* **The problem**
Return the full material exactly.

* **Supplied records**
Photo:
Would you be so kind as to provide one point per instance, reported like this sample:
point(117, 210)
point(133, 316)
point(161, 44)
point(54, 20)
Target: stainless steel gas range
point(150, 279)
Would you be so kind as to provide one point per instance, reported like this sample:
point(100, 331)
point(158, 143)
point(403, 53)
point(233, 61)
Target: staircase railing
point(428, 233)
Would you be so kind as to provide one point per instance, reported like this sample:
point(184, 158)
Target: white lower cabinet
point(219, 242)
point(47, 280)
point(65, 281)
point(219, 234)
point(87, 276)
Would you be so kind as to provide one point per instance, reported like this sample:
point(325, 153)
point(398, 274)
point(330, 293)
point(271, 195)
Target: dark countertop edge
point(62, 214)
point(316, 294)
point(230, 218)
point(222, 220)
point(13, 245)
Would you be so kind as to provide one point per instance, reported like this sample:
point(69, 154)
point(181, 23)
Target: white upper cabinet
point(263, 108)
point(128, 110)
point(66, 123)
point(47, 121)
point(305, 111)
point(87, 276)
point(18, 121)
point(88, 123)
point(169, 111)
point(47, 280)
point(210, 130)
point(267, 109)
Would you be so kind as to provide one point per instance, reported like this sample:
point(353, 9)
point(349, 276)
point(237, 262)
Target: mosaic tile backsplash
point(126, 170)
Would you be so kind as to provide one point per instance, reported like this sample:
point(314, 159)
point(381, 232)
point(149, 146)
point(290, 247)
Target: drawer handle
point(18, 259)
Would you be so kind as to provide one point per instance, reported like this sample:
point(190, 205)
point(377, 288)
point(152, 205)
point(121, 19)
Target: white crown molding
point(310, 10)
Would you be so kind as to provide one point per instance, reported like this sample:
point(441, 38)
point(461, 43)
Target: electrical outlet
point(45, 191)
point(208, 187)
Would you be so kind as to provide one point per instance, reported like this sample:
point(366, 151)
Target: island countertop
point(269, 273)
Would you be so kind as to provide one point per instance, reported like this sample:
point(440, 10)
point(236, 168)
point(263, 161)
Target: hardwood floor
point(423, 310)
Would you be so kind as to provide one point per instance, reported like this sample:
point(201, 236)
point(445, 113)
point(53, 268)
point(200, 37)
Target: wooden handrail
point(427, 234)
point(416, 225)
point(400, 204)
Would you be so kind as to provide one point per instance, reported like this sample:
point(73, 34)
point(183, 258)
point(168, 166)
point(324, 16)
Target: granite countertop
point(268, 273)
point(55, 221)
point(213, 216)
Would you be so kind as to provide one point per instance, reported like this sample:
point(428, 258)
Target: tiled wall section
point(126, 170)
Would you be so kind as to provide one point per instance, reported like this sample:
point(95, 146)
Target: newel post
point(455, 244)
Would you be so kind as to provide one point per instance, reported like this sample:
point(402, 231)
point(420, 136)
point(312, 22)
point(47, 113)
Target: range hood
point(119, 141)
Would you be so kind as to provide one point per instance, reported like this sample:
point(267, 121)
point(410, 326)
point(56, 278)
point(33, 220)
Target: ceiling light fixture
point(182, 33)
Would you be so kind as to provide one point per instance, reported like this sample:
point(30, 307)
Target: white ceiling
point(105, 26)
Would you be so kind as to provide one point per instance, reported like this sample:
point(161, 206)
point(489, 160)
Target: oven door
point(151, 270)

* **Written answer**
Photo:
Would you be so kind as to provide one point per instance, reported like this sample:
point(117, 210)
point(133, 316)
point(161, 44)
point(54, 20)
Target: stainless steel gas range
point(150, 279)
Would you be so kind as to provide one point per instance, reported like this sample:
point(100, 331)
point(158, 143)
point(403, 53)
point(233, 61)
Target: staircase railing
point(428, 233)
Would you be so kind as to provide one point per instance, reported like this sample:
point(184, 158)
Target: white lower cabinet
point(219, 242)
point(47, 280)
point(65, 281)
point(219, 234)
point(87, 276)
Would you be so kind as to provide one point per instance, reported like this sample:
point(325, 153)
point(398, 274)
point(330, 293)
point(271, 195)
Target: dark countertop edge
point(62, 214)
point(316, 294)
point(230, 218)
point(222, 220)
point(13, 245)
Would you be so kind as to provide one point per instance, reported like this sample:
point(69, 154)
point(181, 23)
Target: white upper cabinet
point(263, 108)
point(128, 110)
point(66, 123)
point(47, 121)
point(305, 111)
point(87, 276)
point(18, 121)
point(88, 123)
point(169, 111)
point(47, 280)
point(210, 130)
point(267, 109)
Would you be so kind as to provide one point per instance, reported like this sample:
point(353, 9)
point(349, 276)
point(237, 262)
Target: mosaic tile backsplash
point(126, 170)
Would you be so kind as to provide one point per instance, reported like this sample:
point(314, 159)
point(381, 232)
point(149, 146)
point(290, 247)
Target: drawer handle
point(18, 259)
Would you be so kind as to provide one point per instance, reported like this sample:
point(190, 205)
point(377, 288)
point(152, 205)
point(121, 19)
Target: white crown molding
point(310, 10)
Would you be so kind as to provide one point per instance, reported like this sample:
point(441, 38)
point(461, 43)
Target: electrical outlet
point(45, 191)
point(208, 187)
Would you be so kind as to provide one point per instance, reported like this sample:
point(366, 151)
Target: island countertop
point(269, 273)
Would you be so kind as to provide one point per instance, reported like this sample:
point(440, 10)
point(236, 168)
point(263, 161)
Target: hardwood floor
point(423, 310)
Would you be so kind as to provide one point per instance, reported like this sample:
point(201, 236)
point(445, 113)
point(53, 268)
point(200, 37)
Target: wooden handrail
point(427, 234)
point(416, 225)
point(400, 204)
Would you be so kind as to provide one point per instance, reported like this sample:
point(73, 34)
point(183, 258)
point(168, 166)
point(324, 16)
Target: granite countertop
point(268, 273)
point(55, 221)
point(213, 216)
Would you be so kind as to provide one point per instance, reported like this sample:
point(428, 258)
Target: tiled wall section
point(126, 170)
Would you be so kind as to provide one point per instance, reported like this sample:
point(95, 146)
Target: newel post
point(455, 244)
Would you be so kind as to provide one point per instance, reported like this sample:
point(402, 231)
point(420, 136)
point(312, 22)
point(47, 113)
Target: range hood
point(119, 141)
Would you be so kind as to provide one point per instance, reported like this sample:
point(267, 121)
point(410, 326)
point(56, 278)
point(33, 220)
Target: ceiling light fixture
point(182, 33)
Would you be so kind as to provide one point per instance, reported like this sample:
point(30, 307)
Target: white ceiling
point(105, 26)
Would you be so kind as to provide one point per instance, reported like this sample:
point(161, 206)
point(489, 160)
Target: oven door
point(151, 270)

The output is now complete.